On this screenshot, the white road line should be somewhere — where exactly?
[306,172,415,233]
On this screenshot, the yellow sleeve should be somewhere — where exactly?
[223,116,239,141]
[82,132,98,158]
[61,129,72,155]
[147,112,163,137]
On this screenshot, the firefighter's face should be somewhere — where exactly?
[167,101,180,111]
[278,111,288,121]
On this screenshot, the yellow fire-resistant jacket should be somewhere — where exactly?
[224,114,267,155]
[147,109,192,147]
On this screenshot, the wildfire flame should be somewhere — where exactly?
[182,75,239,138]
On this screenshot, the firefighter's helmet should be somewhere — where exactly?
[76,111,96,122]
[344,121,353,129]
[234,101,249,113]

REQUIRED TASK: Write out the data from the line containing "On this screenshot, the firefighter's helmet" through the end of the data, keeping every line identical.

TASK RESPONSE:
On this screenshot, the firefighter's helmet should be somewhere — where exactly?
[76,111,96,122]
[344,121,353,129]
[234,101,249,113]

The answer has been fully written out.